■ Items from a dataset
|---|

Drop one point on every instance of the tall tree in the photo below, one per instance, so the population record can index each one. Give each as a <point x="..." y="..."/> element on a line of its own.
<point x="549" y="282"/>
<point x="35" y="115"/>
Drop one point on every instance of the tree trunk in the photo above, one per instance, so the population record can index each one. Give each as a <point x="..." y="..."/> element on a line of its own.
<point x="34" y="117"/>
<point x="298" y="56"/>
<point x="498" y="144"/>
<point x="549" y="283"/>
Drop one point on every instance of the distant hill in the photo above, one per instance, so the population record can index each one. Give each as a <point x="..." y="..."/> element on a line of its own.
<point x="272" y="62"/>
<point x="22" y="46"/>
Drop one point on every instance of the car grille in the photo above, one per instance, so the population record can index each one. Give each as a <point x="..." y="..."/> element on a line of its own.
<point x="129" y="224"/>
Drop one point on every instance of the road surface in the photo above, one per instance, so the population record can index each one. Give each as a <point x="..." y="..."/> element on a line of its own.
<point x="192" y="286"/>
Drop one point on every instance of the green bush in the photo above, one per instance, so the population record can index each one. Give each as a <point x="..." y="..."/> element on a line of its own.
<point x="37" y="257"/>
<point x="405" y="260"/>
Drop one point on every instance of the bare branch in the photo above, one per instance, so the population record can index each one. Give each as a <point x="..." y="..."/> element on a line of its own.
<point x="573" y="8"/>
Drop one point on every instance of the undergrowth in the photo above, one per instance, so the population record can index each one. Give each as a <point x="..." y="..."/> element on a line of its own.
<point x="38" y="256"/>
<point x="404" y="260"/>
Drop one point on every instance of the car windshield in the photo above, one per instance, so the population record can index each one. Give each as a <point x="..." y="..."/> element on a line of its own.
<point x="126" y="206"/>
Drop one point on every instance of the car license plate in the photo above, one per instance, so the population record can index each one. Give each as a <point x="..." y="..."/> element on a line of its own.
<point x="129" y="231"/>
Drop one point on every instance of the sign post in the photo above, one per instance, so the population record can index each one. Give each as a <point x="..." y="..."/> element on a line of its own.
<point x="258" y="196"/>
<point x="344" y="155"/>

|---|

■ Instructions to follow
Would you retype the records above without changing a word?

■ The answer
Drop one point on every instance of the tall tree in the photo below, one per instance, so the population record can index each one. Give each as a <point x="..." y="..."/> element on a line of its own.
<point x="549" y="282"/>
<point x="35" y="115"/>
Drop one point on every instance of the tree trunk in the photo above, one per instance, so the population record can index each one. Give each as a <point x="..." y="..."/> element on a line of its own.
<point x="34" y="117"/>
<point x="298" y="56"/>
<point x="498" y="144"/>
<point x="549" y="283"/>
Drop one point on every instance of the distant hill in the photo above, one per instance, so the population record can index each one. Give each as a <point x="..." y="..."/> element on a line of its own.
<point x="272" y="62"/>
<point x="22" y="46"/>
Drop one point on every instance of the car grille in the photo above, one per instance, so the population record can index each one. Give each as a <point x="..." y="..."/> element on a line of its own.
<point x="129" y="224"/>
Drop one point on every instance of the road surface in the photo above, one per instance, so the population record can index each one. Give each as a <point x="..." y="..."/> element on a line of its own.
<point x="192" y="286"/>
Drop one point on every instance of the green bush in the photo above, one per instance, so the population record can index each one. Give each as a <point x="..." y="..."/> element on a line of its own.
<point x="37" y="257"/>
<point x="405" y="260"/>
Drop one point on every instance of the bare branch in the photo above, one per instance, so the population record can index each one. Give each as a <point x="..." y="..."/> element on a line of its own.
<point x="573" y="8"/>
Drop one point on every instance of the undergrowth in the photo above, one per instance, so the population record can index each one. Give each as a <point x="..." y="..."/> element on a line of its own.
<point x="38" y="256"/>
<point x="404" y="260"/>
Drop one point on every instance of the car windshield in the photo above, one per instance, so the population record can index each one. Give each as a <point x="..." y="..."/> element on a line of its own.
<point x="126" y="206"/>
Drop one point on every instance of the car license plate in the photo above, one per instance, so the population record can index each one. Give each as a <point x="..." y="..."/> element on a line of its own.
<point x="129" y="231"/>
Drop one point on every instance of the sign post in the photo above, one per instance, so the population record can index each one. Give each as a <point x="..." y="..."/> element on a line of its own.
<point x="258" y="196"/>
<point x="344" y="155"/>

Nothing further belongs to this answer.